**DIRECTIONS**. Could you copy verbatim the lines of the records, starting with the first line of the records and going on through the line with "top-left (298, 110), bottom-right (311, 123)", both included?
=== DATA EXTRACT ===
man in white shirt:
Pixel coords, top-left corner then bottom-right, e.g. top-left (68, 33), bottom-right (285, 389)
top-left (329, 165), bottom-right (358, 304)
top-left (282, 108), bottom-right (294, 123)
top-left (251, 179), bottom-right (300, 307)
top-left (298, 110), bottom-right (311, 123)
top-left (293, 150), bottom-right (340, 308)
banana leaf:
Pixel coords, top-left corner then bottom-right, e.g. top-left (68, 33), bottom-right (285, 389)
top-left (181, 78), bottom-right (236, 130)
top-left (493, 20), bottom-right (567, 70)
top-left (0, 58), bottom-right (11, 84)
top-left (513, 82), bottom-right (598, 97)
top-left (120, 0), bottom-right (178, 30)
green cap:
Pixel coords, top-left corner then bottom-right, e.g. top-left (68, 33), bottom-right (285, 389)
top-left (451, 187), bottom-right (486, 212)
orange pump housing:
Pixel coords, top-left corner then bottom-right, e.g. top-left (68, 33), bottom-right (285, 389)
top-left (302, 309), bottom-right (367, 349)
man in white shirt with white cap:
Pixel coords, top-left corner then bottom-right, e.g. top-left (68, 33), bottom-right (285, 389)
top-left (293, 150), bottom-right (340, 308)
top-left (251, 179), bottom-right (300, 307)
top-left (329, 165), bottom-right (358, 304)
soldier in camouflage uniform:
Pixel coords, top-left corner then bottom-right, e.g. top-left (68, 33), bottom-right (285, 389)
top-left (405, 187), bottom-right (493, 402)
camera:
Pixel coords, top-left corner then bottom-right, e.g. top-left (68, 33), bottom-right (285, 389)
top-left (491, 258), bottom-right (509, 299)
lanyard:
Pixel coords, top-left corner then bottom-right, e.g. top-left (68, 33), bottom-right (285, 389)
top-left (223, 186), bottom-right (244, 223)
===
**EXERCISE RESULT**.
man in white shirt:
Pixel coords, top-left corner then bottom-right, e.g. top-left (68, 33), bottom-right (285, 389)
top-left (329, 165), bottom-right (358, 304)
top-left (282, 108), bottom-right (294, 123)
top-left (251, 179), bottom-right (300, 307)
top-left (298, 110), bottom-right (311, 123)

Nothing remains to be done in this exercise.